[Records from a data collection]

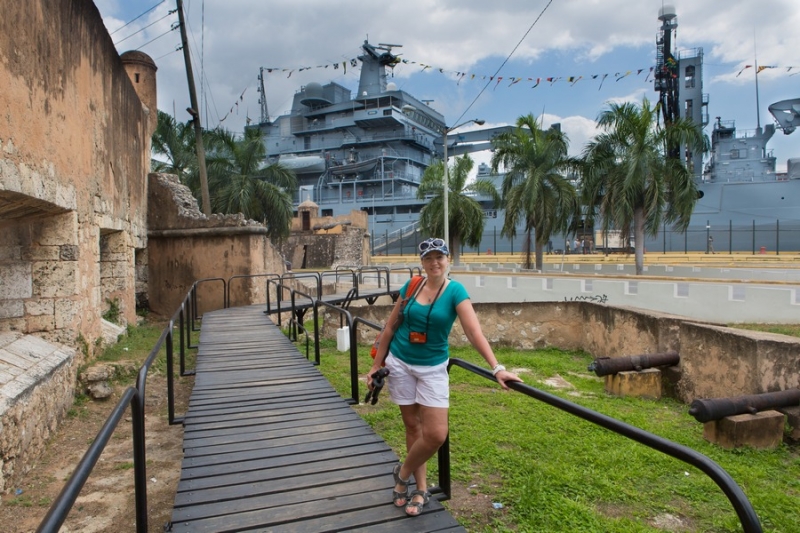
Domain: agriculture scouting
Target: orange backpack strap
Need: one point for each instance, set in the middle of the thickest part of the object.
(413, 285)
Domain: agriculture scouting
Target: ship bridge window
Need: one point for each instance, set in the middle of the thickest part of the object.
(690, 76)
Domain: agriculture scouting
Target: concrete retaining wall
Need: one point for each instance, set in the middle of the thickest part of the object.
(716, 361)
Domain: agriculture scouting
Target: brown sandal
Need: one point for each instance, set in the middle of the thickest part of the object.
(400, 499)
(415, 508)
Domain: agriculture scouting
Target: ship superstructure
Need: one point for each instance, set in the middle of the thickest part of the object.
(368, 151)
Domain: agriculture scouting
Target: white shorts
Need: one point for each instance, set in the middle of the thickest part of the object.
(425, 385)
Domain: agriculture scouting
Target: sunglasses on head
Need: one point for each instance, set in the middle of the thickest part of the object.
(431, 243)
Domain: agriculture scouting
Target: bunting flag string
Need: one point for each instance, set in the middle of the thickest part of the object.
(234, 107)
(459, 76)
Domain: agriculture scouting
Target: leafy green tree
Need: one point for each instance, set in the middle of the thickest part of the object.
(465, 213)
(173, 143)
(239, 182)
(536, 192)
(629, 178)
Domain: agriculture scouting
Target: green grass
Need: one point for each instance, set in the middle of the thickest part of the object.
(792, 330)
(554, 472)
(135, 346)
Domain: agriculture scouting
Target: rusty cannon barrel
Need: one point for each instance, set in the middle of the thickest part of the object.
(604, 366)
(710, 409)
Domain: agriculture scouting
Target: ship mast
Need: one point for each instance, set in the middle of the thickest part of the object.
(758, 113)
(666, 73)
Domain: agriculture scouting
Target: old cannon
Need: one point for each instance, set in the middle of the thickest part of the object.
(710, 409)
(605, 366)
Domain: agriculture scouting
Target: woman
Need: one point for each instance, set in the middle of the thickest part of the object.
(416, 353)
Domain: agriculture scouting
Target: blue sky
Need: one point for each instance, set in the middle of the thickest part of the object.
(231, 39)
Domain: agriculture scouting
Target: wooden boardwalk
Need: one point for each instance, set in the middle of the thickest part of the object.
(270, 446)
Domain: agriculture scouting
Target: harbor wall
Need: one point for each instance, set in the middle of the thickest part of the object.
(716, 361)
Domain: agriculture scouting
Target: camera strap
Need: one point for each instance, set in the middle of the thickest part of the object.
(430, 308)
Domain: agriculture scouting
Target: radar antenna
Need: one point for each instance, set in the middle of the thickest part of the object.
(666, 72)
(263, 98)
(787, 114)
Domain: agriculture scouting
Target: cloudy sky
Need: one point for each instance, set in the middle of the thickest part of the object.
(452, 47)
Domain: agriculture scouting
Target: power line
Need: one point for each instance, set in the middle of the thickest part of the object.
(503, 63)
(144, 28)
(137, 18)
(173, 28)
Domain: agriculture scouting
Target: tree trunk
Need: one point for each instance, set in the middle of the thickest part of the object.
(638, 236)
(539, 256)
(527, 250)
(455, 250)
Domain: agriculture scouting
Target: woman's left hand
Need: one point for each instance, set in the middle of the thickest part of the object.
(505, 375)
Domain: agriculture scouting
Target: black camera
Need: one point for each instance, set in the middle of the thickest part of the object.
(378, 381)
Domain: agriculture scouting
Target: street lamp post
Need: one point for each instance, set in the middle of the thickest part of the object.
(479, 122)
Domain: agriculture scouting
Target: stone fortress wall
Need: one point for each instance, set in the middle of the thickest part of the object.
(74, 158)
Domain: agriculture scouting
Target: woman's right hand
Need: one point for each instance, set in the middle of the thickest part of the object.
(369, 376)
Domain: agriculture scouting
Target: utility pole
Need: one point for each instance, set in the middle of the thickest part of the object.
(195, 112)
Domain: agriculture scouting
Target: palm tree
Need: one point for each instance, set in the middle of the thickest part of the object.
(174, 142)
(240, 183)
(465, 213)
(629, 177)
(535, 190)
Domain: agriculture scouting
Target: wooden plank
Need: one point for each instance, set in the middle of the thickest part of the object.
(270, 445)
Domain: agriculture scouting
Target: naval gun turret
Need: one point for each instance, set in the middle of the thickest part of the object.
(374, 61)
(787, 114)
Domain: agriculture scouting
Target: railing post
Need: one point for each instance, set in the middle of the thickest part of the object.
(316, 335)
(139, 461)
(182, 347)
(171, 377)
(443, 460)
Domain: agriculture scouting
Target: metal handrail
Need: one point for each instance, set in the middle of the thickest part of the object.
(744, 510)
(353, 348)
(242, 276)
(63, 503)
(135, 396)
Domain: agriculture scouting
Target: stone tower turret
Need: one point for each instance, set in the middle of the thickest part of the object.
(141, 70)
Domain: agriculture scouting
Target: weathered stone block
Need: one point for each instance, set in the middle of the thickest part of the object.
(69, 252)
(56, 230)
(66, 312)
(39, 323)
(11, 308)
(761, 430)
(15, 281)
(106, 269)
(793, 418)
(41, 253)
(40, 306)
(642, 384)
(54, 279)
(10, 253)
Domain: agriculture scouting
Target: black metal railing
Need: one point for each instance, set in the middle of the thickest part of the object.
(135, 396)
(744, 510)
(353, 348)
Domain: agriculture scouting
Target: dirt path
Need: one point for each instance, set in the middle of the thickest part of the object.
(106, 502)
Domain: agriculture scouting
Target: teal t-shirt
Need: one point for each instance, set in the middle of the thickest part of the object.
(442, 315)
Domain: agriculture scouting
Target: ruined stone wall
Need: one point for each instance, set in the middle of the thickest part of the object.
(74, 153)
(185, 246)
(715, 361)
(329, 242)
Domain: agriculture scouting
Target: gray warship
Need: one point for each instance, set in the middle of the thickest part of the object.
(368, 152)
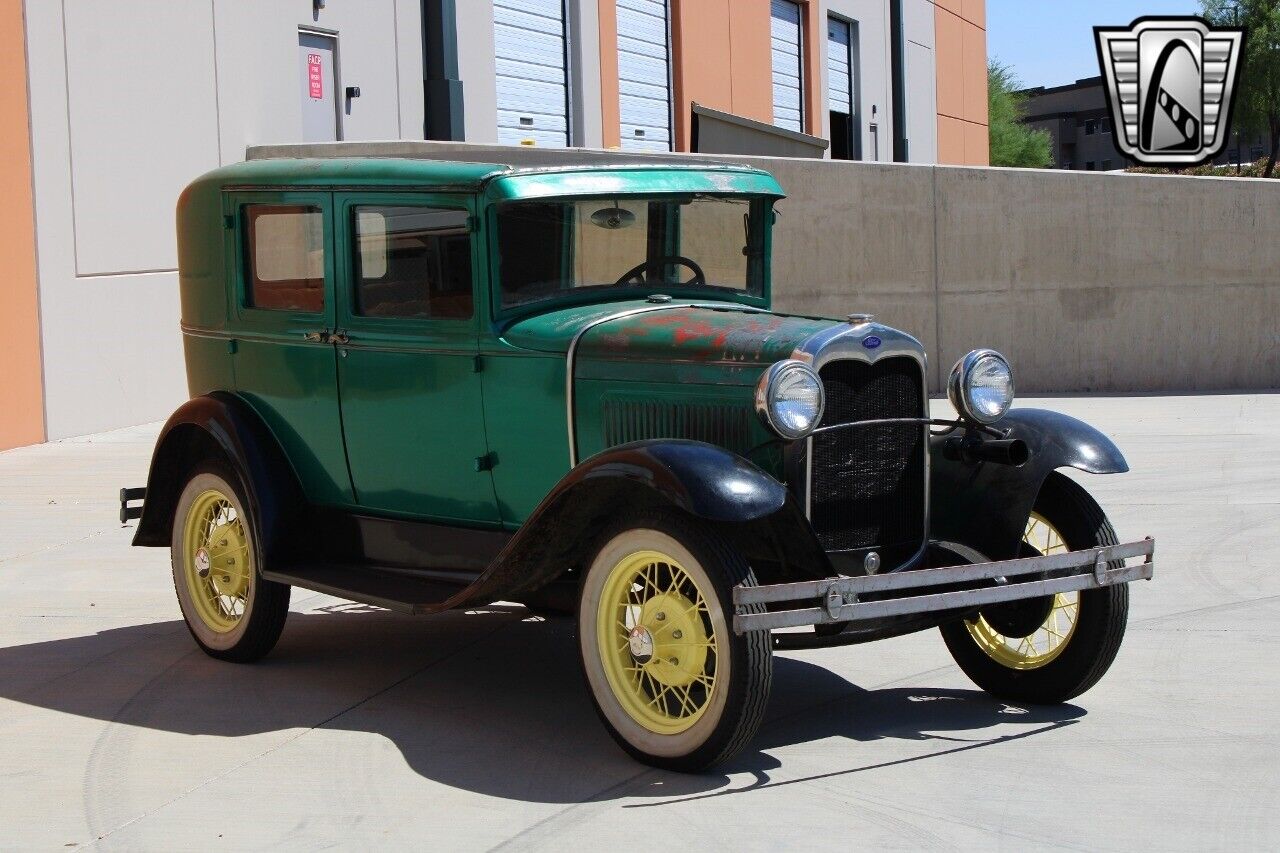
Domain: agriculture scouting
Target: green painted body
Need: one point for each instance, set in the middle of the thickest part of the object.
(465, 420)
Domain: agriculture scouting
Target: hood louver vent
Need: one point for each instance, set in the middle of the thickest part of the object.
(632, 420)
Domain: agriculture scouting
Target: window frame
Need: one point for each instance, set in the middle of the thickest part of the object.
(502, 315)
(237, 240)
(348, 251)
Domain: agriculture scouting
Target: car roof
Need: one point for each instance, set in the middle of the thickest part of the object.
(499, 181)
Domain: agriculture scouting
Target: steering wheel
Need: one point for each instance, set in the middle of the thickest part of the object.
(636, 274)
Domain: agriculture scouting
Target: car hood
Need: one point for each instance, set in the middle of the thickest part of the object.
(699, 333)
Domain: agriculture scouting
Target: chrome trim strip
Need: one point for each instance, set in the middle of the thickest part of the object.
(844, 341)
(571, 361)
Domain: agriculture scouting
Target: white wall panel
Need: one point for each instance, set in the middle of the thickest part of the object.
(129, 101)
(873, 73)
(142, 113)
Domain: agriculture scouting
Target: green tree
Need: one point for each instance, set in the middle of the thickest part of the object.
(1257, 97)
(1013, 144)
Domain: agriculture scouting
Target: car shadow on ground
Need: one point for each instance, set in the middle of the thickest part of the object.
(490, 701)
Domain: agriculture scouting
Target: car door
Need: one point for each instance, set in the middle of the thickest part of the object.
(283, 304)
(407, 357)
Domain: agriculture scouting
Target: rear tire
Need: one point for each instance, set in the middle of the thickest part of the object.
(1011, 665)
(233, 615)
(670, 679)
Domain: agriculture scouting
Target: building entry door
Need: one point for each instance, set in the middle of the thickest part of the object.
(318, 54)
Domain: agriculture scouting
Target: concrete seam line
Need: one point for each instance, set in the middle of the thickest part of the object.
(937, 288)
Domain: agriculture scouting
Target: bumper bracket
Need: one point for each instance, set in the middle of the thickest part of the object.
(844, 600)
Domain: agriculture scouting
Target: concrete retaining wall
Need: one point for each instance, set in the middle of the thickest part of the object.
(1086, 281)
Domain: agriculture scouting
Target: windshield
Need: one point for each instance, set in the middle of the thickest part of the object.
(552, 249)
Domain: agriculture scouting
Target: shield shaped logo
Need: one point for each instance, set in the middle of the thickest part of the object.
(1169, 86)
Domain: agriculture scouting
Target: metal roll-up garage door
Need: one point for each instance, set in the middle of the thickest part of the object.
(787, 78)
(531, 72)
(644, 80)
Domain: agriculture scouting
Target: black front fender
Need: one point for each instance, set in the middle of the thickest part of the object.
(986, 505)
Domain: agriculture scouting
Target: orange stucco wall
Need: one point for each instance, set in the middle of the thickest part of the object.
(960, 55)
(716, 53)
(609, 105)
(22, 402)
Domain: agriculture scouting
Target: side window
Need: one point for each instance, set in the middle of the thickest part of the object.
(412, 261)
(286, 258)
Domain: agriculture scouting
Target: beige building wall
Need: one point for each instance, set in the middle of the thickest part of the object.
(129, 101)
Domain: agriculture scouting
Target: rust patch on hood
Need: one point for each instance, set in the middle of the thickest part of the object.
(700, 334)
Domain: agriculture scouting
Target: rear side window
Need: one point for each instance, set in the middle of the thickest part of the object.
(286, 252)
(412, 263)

** Problem requirements **
How many lines in the listing above contain the word "turret"? Give only the number.

** Answer for the task **
2